SHORT EXERCISE 1 ▸
From the list in subsection (a) of the Paperwork Reduction Act text, name every item that uses the word "report."

===== PAGE

Turn to Section 11.164 of the Texas Education Code. There you will discover the Paperwork Reduction Act. In its original form, it went into effect September 1, 1997. The amended version, passed during the 78th Legislative Session, went into effect September 1, 2003. Rather than interpreting it, I want you to read the law (highlights are mine) as it stands:
(a) The board of trustees of each school district shall limit redundant requests for information and the number and length of written reports that a classroom teacher is required to prepare. A classroom teacher may not be required to prepare any written information other than:
(1) any report concerning the health, safety, or welfare of a student;
(2) a report of a student's grade on an assignment or examination;
(3) a report of a student's academic progress in a class or course;
(4) a report of a student's grades at the end of each grade reporting period;
(5) a textbook report;
(6) a unit or weekly lesson plan that outlines, in a brief and general manner, the information to be presented during each period at the secondary level or in each subject or topic at the elementary level;
(7) an attendance report;
(8) any report required for accreditation review;
(9) any information required by a school district that relates to a complaint, grievance, or actual or potential litigation and that requires the classroom teacher's involvement; or
(10) any information specifically required by law, rule, or regulation.
(b) The board of trustees shall review paperwork requirements imposed on classroom teachers and shall transfer to existing non-instructional staff a reporting task that can reasonably be accomplished by that staff.
(c) This section does not preclude a school district from collecting essential information, in addition to information specified under Subsection (a), from a classroom teacher on agreement between the classroom teacher and the district.

==========
===== INPUT ROWS

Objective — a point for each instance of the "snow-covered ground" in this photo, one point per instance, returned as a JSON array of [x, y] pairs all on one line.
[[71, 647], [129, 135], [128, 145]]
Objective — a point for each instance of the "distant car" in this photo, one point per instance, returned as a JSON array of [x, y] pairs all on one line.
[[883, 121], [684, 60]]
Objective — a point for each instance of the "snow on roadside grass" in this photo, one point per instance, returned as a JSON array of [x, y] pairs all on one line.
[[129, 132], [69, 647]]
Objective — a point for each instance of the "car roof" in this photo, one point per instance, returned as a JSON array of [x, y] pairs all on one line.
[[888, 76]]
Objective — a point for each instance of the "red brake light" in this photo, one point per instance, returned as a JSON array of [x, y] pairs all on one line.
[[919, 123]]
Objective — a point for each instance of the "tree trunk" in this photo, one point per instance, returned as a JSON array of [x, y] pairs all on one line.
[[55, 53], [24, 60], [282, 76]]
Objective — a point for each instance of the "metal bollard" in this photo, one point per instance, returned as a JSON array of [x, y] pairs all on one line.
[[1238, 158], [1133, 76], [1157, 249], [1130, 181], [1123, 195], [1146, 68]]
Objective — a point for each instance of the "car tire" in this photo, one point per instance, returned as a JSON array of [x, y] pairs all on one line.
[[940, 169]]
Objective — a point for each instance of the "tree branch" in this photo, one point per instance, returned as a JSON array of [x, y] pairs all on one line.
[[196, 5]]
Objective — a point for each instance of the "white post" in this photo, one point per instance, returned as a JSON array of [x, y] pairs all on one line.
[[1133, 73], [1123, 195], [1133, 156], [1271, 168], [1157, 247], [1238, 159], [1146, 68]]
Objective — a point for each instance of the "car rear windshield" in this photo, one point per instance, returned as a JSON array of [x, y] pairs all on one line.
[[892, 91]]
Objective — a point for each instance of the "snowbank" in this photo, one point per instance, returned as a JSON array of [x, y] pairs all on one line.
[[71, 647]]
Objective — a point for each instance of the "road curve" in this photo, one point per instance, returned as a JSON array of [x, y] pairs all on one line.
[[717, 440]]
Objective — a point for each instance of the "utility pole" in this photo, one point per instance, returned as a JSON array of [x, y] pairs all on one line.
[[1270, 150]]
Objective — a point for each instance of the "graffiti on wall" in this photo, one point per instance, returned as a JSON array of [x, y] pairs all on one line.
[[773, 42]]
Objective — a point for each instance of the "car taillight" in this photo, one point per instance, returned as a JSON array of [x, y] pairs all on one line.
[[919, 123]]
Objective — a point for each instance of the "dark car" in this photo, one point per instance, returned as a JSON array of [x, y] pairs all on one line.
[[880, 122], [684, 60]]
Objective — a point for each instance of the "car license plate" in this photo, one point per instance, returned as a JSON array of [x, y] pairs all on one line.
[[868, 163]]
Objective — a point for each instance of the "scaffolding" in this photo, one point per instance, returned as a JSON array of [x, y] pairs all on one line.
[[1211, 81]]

==========

SHORT EXERCISE 2 ▸
Copy the rows word for word, from the first row up to and including the line with "[[55, 53], [24, 60], [282, 76]]".

FINISHED ANSWER 1 ▸
- Any report concerning the health, safety, or welfare of a student
- A report of a student's grade on an assignment or examination
- A report of a student's academic progress in a class or course
- A report of a student's grades at the end of each grade reporting period
- A textbook report
- An attendance report
- Any report required for accreditation review

FINISHED ANSWER 2 ▸
Objective — a point for each instance of the "snow-covered ground" in this photo, one point per instance, returned as a JSON array of [x, y] pairs all on one line.
[[71, 647], [129, 135], [128, 145]]
Objective — a point for each instance of the "distant car" in this photo, one point per instance, returned as a JSON array of [x, y] pairs all on one line.
[[883, 121], [684, 60]]
Objective — a point for each instance of the "snow on roadside grass" in this photo, one point per instance, returned as a JSON array of [x, y] pairs all on one line.
[[129, 132], [69, 647]]
Objective — a point for each instance of the "car roof" in this photo, one point per instance, returned as a JSON array of [x, y] pairs all on one line.
[[888, 76]]
Objective — a point for each instance of the "red brake light" in this photo, one point per instance, returned as a JSON array of [x, y] pairs all on one line.
[[919, 123]]
Objective — a point for each instance of the "tree trunk" in this photo, one point per instance, returned as a JSON array of [x, y] pairs all on one line.
[[55, 53], [24, 60], [282, 76]]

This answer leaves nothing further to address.